[Opening Provided data section]

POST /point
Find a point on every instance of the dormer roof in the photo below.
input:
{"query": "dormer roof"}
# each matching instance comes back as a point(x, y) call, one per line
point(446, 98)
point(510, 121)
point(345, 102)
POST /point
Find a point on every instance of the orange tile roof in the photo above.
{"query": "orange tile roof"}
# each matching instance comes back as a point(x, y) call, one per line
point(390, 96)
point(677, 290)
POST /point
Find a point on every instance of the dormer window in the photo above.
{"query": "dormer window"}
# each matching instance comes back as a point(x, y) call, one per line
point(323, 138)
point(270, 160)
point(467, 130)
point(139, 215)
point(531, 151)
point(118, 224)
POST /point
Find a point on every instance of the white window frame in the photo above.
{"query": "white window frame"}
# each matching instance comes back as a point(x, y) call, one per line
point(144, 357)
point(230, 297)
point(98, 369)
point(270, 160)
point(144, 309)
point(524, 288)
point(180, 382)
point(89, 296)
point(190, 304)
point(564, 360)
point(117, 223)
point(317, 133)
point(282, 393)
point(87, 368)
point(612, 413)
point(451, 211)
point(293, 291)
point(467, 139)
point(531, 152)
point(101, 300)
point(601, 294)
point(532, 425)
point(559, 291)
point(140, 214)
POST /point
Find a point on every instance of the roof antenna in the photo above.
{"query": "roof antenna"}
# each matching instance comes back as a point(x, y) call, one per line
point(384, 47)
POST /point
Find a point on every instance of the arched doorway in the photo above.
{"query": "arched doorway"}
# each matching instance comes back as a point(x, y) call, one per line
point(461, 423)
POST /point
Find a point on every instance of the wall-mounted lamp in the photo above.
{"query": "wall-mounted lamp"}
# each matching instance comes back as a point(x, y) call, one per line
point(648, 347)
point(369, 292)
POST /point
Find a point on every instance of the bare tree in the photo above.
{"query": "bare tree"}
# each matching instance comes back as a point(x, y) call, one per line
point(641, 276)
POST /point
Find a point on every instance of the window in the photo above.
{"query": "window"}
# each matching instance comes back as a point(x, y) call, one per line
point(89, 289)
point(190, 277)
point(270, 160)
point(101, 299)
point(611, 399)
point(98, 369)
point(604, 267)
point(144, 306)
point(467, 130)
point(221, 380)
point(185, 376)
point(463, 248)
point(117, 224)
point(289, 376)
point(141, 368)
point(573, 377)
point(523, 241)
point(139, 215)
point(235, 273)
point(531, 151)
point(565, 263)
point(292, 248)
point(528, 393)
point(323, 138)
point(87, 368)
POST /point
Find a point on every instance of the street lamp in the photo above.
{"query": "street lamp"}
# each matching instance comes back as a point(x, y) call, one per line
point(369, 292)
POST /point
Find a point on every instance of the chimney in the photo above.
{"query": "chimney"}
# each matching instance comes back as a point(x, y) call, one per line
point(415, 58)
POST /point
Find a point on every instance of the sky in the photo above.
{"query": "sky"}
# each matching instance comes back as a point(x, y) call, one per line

[Closing Provided data section]

What to do: If a line in the material contains the word "photo", copy that line.

Exercise answer:
Find a point on every instance of the dormer roof in the photo below.
Find a point on every instance of the orange tile roof in the photo above.
Find a point on every instance of the dormer window in the photo above.
Find a point on every instance of the white window frame in the photo above.
Find a point on every instance of the roof antenna in the photo above.
Find a point on every instance of the arched doorway in the photo above.
Find a point on every instance of the wall-mounted lamp in the photo above.
Find a point on every instance of the bare tree in the photo above.
Find a point on every instance of the window in the photo above.
Find a point on every instance of the street lamp in the photo above.
Find a point on every instance of the chimney in the photo above.
Find a point on every instance of the sky in the photo above.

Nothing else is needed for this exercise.